Below are some records; repeat them all exactly, minus the pictures.

***** WORKING DATA

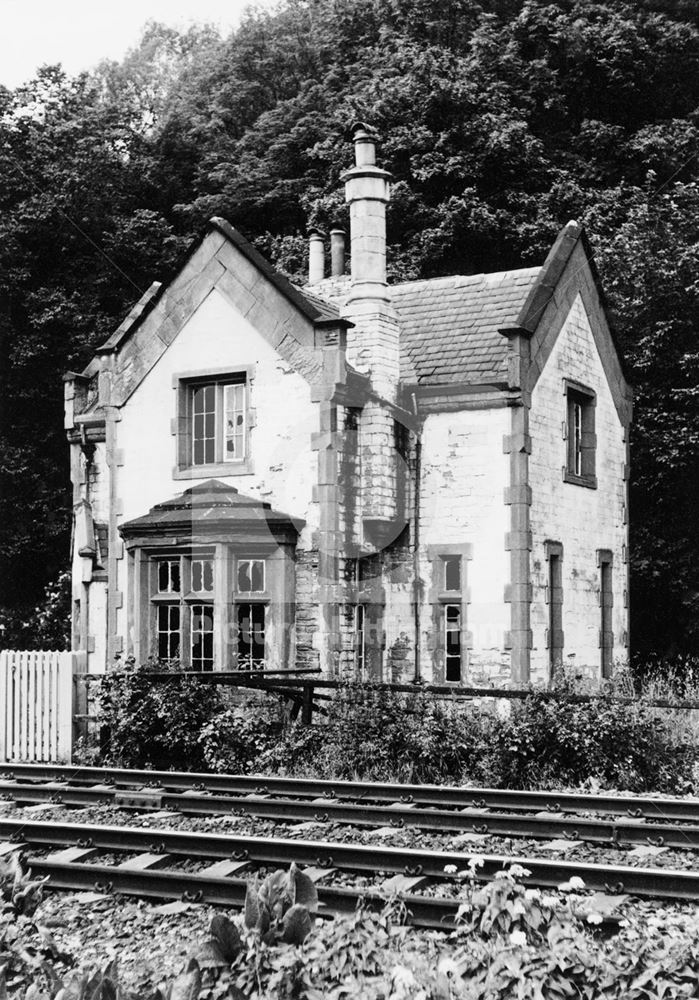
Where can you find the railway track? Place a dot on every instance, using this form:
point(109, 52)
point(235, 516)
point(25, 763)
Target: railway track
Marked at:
point(154, 849)
point(445, 796)
point(149, 861)
point(613, 831)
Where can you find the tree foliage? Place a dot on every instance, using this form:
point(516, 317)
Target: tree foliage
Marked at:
point(501, 119)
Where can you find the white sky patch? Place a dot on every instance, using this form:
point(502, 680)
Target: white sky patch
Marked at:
point(80, 33)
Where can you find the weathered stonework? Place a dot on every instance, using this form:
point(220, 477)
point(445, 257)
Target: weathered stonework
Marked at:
point(393, 437)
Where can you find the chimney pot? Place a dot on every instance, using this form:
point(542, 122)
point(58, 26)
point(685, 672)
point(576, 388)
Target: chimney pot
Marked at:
point(364, 145)
point(337, 252)
point(316, 257)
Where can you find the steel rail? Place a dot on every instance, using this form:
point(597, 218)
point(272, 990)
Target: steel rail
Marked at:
point(608, 832)
point(549, 873)
point(424, 911)
point(438, 795)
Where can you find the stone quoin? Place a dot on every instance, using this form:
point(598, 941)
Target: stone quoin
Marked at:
point(425, 480)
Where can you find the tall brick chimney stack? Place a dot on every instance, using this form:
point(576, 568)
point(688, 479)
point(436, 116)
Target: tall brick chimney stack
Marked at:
point(316, 257)
point(373, 344)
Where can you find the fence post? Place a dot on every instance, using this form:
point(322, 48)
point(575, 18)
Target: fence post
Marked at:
point(64, 708)
point(307, 704)
point(4, 695)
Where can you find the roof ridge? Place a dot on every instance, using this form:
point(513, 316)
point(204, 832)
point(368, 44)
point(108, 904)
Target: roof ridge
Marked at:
point(467, 277)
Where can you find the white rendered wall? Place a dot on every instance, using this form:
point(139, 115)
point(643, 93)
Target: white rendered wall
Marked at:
point(219, 337)
point(583, 520)
point(464, 475)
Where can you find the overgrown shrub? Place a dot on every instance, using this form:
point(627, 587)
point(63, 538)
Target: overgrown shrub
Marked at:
point(154, 724)
point(236, 736)
point(509, 941)
point(545, 741)
point(373, 733)
point(553, 741)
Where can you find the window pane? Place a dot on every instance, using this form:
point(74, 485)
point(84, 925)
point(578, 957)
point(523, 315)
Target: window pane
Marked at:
point(203, 424)
point(202, 630)
point(202, 576)
point(234, 423)
point(452, 573)
point(452, 642)
point(169, 576)
point(360, 639)
point(251, 636)
point(251, 576)
point(168, 629)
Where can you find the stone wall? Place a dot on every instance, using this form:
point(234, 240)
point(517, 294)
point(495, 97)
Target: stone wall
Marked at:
point(583, 520)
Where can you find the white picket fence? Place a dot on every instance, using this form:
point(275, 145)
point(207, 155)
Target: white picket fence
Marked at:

**********

## [TASK RESPONSE]
Where can you find the railway track? Place a dot on every instance, using this form:
point(109, 52)
point(235, 516)
point(25, 763)
Target: railway track
Marked at:
point(154, 849)
point(445, 796)
point(149, 861)
point(613, 831)
Where can you find the tree foliage? Place a dot on every instance, using this form:
point(516, 317)
Target: tree foliage
Marked at:
point(501, 119)
Where can you find the white sky patch? Place a dot on every instance, using this form:
point(502, 680)
Target: white sky patch
Marked at:
point(80, 33)
Where can you find the weathered stonework? Place a dot on every instance, using this form:
point(220, 477)
point(445, 257)
Target: weathered stonework
Marked at:
point(393, 437)
Where can you find the chimney pot? Place a dot on every instance, using this form:
point(542, 122)
point(58, 26)
point(685, 672)
point(576, 388)
Target: chimney pot
Marked at:
point(364, 145)
point(337, 252)
point(316, 257)
Where can you find the steel rail? Place a dot on every instance, using this form:
point(597, 218)
point(272, 990)
Target: steel rail
Marked at:
point(608, 832)
point(549, 873)
point(424, 911)
point(438, 795)
Where can you find the stone quoin? Place a dot on every instance, using this form:
point(598, 941)
Target: stone quoin
Marked at:
point(425, 480)
Where can you find the tall brick chimney stack? Place a dot on every instance, using this form:
point(576, 568)
point(688, 479)
point(436, 116)
Target: tall brick chimney stack
Marked at:
point(316, 257)
point(373, 344)
Where can you find the fence post? Place a dot on every instance, using this form:
point(322, 48)
point(575, 18)
Target: fence post
Marked at:
point(64, 708)
point(307, 704)
point(4, 695)
Where can you find the roof ridge? Place a dot on every instance, using this form:
point(513, 316)
point(204, 832)
point(368, 44)
point(108, 904)
Target: roof ridge
Marked at:
point(467, 277)
Where can you find the white rendered wall? Place a dot on every instance, using this form:
point(139, 115)
point(643, 93)
Target: white rendered wall
Marked at:
point(219, 337)
point(583, 520)
point(464, 475)
Where can you find the overgrown shrub? Place a dot on every instance, using this form:
point(627, 587)
point(63, 538)
Target: overgrown shrub
Marked at:
point(154, 724)
point(236, 736)
point(509, 941)
point(545, 741)
point(373, 733)
point(553, 741)
Where can you find the window pane? Place a dot on every instance, using this form:
point(74, 485)
point(84, 925)
point(578, 957)
point(523, 315)
Target: window pane
Marked at:
point(203, 424)
point(202, 630)
point(202, 576)
point(234, 423)
point(452, 573)
point(452, 642)
point(169, 576)
point(360, 639)
point(251, 636)
point(251, 576)
point(168, 629)
Where can you find the stone wall? Place a dot on every instance, using this form:
point(234, 240)
point(517, 294)
point(495, 97)
Target: stone wall
Marked at:
point(583, 520)
Where can you find the white picket fence? Place a dot on every instance, using this form:
point(275, 145)
point(207, 155)
Target: white picket fence
Marked at:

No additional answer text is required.